[[ DATA FOR ANALYSIS open ]]

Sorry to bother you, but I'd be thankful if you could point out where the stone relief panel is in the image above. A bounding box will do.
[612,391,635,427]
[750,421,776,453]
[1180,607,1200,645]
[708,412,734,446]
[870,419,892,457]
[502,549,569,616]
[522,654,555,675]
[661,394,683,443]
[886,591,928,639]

[[ DATA FOR ANALYSIS closed ]]

ABOUT THIS EXERCISE >> Each record above should be retyped in full, exactly as shown.

SOLUTION TO THE PROBLEM >>
Sorry to bother you, but I'd be thankful if you could point out where the stone relief panel is in the image above. A bounding box will do.
[612,391,635,427]
[750,421,776,453]
[1180,607,1200,645]
[708,412,734,446]
[870,419,892,457]
[502,549,569,616]
[522,654,555,675]
[661,394,683,443]
[886,591,928,639]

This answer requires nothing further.